What this task involves: Gather every line of the data below that contains the word "spot".

** START Listed entries **

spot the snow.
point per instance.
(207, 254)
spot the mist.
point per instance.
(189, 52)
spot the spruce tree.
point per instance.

** END Listed entries **
** START Listed entries **

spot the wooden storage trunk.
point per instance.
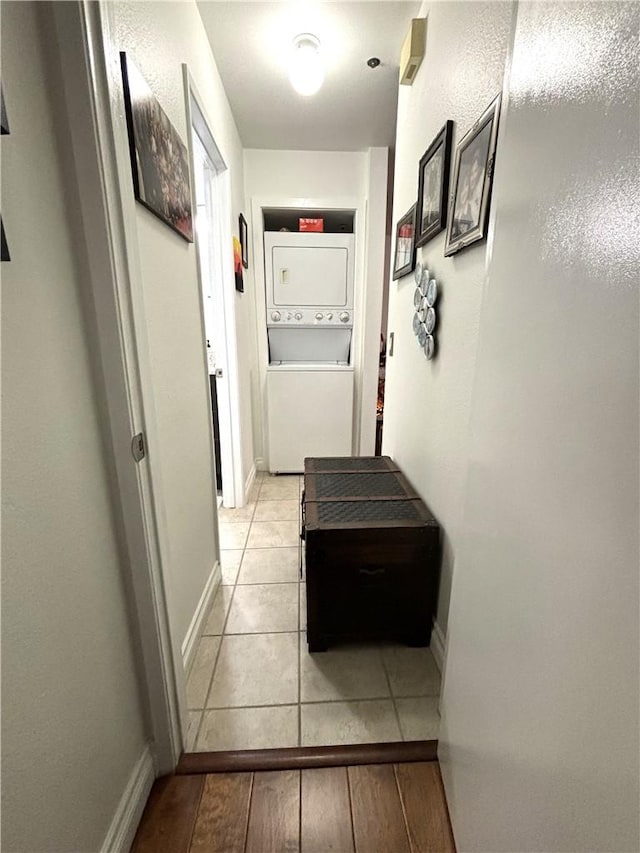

** END Listed entries **

Full answer:
spot the snow.
spot the mist.
spot the spruce tree.
spot the wooden storage trunk.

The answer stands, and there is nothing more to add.